## DESCRIPTION OF THE TASK:
Extract the data exactly, missing nothing.

## EXTRACTED ENTRIES:
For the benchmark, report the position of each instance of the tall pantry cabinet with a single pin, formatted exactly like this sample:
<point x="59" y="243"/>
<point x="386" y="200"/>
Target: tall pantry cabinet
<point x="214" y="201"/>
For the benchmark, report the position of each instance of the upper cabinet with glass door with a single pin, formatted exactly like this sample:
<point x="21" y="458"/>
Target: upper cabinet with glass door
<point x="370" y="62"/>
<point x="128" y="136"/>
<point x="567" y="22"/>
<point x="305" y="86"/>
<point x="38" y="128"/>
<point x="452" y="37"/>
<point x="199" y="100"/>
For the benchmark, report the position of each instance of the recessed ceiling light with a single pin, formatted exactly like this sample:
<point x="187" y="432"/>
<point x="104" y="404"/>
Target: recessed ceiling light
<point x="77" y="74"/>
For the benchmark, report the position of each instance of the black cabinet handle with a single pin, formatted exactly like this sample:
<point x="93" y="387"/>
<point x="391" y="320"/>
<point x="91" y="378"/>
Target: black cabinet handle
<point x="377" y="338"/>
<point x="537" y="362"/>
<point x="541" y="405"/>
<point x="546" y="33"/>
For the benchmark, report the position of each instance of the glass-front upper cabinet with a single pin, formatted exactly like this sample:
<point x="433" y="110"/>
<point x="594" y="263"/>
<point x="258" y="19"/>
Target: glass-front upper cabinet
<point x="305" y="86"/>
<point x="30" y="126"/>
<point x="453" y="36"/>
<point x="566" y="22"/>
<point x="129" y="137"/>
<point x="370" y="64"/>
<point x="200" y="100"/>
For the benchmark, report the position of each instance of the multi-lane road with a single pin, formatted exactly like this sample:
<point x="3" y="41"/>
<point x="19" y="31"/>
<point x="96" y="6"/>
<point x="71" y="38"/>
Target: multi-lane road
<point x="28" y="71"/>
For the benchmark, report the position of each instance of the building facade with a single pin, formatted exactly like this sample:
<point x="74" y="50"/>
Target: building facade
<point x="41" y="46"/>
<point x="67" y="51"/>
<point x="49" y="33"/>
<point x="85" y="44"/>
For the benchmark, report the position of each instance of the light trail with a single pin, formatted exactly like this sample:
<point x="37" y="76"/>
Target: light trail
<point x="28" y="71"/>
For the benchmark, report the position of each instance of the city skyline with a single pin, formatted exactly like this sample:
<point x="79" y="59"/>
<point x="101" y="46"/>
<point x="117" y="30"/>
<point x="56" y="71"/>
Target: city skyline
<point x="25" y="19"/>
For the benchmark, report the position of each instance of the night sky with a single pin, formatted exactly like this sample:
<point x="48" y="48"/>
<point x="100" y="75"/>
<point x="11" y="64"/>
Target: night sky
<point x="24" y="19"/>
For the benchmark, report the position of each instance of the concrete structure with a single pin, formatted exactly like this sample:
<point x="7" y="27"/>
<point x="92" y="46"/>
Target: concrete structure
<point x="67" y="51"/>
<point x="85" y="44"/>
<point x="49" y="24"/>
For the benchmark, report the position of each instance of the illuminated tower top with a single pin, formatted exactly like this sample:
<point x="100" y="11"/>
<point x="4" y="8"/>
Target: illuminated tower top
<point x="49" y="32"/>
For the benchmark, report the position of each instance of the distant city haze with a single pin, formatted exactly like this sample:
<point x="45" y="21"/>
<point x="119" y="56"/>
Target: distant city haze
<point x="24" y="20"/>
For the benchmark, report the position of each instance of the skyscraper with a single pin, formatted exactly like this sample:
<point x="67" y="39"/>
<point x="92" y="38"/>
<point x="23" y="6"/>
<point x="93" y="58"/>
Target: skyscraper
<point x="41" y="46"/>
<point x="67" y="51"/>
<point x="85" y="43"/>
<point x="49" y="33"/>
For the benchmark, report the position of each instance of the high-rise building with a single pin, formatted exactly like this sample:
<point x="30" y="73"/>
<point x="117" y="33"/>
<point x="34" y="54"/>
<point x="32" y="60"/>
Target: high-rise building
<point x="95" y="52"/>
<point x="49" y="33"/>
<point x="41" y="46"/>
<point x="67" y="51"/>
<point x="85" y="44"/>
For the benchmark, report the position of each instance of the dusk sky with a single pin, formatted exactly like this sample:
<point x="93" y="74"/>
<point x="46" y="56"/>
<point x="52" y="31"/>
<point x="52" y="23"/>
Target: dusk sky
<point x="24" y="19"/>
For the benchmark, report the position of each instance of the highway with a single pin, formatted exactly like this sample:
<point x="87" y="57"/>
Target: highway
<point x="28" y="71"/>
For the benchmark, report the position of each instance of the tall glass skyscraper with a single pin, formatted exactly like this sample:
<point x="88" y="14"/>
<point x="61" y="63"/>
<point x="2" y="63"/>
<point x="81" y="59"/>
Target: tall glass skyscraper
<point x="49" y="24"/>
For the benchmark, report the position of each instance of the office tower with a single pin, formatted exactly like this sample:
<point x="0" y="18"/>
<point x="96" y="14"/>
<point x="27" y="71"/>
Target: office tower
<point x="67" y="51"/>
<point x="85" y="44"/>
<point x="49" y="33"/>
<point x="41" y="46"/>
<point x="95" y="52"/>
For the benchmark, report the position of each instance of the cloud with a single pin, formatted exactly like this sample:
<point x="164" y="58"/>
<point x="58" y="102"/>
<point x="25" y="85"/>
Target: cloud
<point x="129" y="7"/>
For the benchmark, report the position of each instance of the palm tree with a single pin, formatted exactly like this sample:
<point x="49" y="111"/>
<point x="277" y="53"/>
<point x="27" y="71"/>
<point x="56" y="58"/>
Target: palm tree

## SOLUTION FOR THIS PROBLEM:
For the benchmark, report the position of each instance of the tall pantry cabinet with a single pin, formatted exactly like this sample:
<point x="59" y="243"/>
<point x="386" y="200"/>
Target: tall pantry cabinet
<point x="214" y="201"/>
For the benchmark, report the position of each instance of the upper cabinet with glass door with a single pin, formatted exactly like this sample:
<point x="21" y="458"/>
Target: upper cabinet with glass door
<point x="370" y="62"/>
<point x="128" y="136"/>
<point x="567" y="22"/>
<point x="305" y="86"/>
<point x="38" y="128"/>
<point x="452" y="37"/>
<point x="199" y="100"/>
For the benchmark, report the position of each instance of the recessed ceiling light with a single pin, formatted exactly like this sample:
<point x="187" y="432"/>
<point x="104" y="404"/>
Target: recessed ceiling light
<point x="77" y="74"/>
For the benchmark, report the position of each instance of the black cabinet handle with a single pin, formatted exactly like this sample:
<point x="93" y="387"/>
<point x="391" y="320"/>
<point x="91" y="378"/>
Target: black cabinet handle
<point x="377" y="338"/>
<point x="537" y="362"/>
<point x="541" y="405"/>
<point x="546" y="33"/>
For the benchmark, report the position of each instance of the glass-front upper cabinet with a single pin, formatted exactly like this sample:
<point x="433" y="110"/>
<point x="594" y="263"/>
<point x="258" y="19"/>
Target: glass-front upper cabinet
<point x="305" y="86"/>
<point x="30" y="126"/>
<point x="453" y="36"/>
<point x="566" y="22"/>
<point x="129" y="137"/>
<point x="370" y="64"/>
<point x="200" y="100"/>
For the benchmark, report the position of each instance of the multi-lane road with a single pin, formatted exactly like this sample:
<point x="3" y="41"/>
<point x="19" y="31"/>
<point x="96" y="6"/>
<point x="71" y="38"/>
Target: multi-lane road
<point x="28" y="71"/>
For the benchmark, report the position of each instance of the building facade with a single pin, formatted exactly like this sample:
<point x="74" y="50"/>
Target: building facade
<point x="41" y="46"/>
<point x="67" y="51"/>
<point x="49" y="33"/>
<point x="85" y="44"/>
For the benchmark, report the position of each instance of the light trail with a single pin, formatted exactly like this sample:
<point x="37" y="76"/>
Target: light trail
<point x="28" y="71"/>
For the benchmark, report the position of each instance of the city skyline with a single pin, formatted exactly like this sample:
<point x="79" y="59"/>
<point x="101" y="46"/>
<point x="117" y="30"/>
<point x="56" y="71"/>
Target: city skyline
<point x="25" y="19"/>
For the benchmark, report the position of each instance of the night sky with a single pin, formatted exactly like this sample:
<point x="48" y="48"/>
<point x="100" y="75"/>
<point x="11" y="64"/>
Target: night sky
<point x="24" y="19"/>
For the benchmark, report the position of each instance of the concrete structure with a single pin, formatted exactly like this sample:
<point x="7" y="27"/>
<point x="92" y="46"/>
Target: concrete structure
<point x="67" y="51"/>
<point x="85" y="44"/>
<point x="49" y="24"/>
For the benchmark, report the position of each instance of the illuminated tower top with a single pin, formatted exactly like this sample:
<point x="100" y="11"/>
<point x="4" y="8"/>
Target: illuminated tower top
<point x="49" y="32"/>
For the benchmark, report the position of each instance of the distant city haze with a single pin, formatted exactly like this sample:
<point x="45" y="21"/>
<point x="119" y="56"/>
Target: distant city haze
<point x="24" y="20"/>
For the benchmark, report the position of each instance of the skyscraper with a single pin, formatted exactly like this sample:
<point x="67" y="39"/>
<point x="92" y="38"/>
<point x="23" y="6"/>
<point x="93" y="58"/>
Target: skyscraper
<point x="41" y="46"/>
<point x="67" y="51"/>
<point x="85" y="43"/>
<point x="49" y="33"/>
For the benchmark, report the position of each instance of the high-rise building with a single pin, formatted exactly like this sample:
<point x="30" y="73"/>
<point x="117" y="33"/>
<point x="34" y="54"/>
<point x="32" y="60"/>
Target: high-rise building
<point x="95" y="52"/>
<point x="49" y="33"/>
<point x="41" y="46"/>
<point x="67" y="51"/>
<point x="85" y="44"/>
For the benchmark, report the position of each instance of the dusk sky with a single pin, formatted exactly like this sample:
<point x="93" y="74"/>
<point x="46" y="56"/>
<point x="52" y="31"/>
<point x="52" y="23"/>
Target: dusk sky
<point x="24" y="19"/>
For the benchmark, report the position of each instance of the highway with a single pin, formatted exactly like this sample:
<point x="87" y="57"/>
Target: highway
<point x="28" y="71"/>
For the benchmark, report the position of each instance of the tall glass skyscraper with a single pin, formatted exactly like this sample:
<point x="88" y="14"/>
<point x="61" y="63"/>
<point x="2" y="63"/>
<point x="81" y="59"/>
Target: tall glass skyscraper
<point x="49" y="24"/>
For the benchmark, report the position of each instance of the office tower with a single pin, formatted exactly like this sample:
<point x="0" y="18"/>
<point x="96" y="14"/>
<point x="27" y="71"/>
Target: office tower
<point x="67" y="51"/>
<point x="85" y="44"/>
<point x="49" y="33"/>
<point x="41" y="46"/>
<point x="95" y="52"/>
For the benchmark, report the position of each instance of the cloud with a single pin, formatted exactly like this sample:
<point x="164" y="58"/>
<point x="58" y="102"/>
<point x="25" y="85"/>
Target: cloud
<point x="129" y="7"/>
For the benchmark, report the position of each instance of the palm tree with a single pin, formatted exactly like this sample:
<point x="49" y="111"/>
<point x="277" y="53"/>
<point x="27" y="71"/>
<point x="56" y="58"/>
Target: palm tree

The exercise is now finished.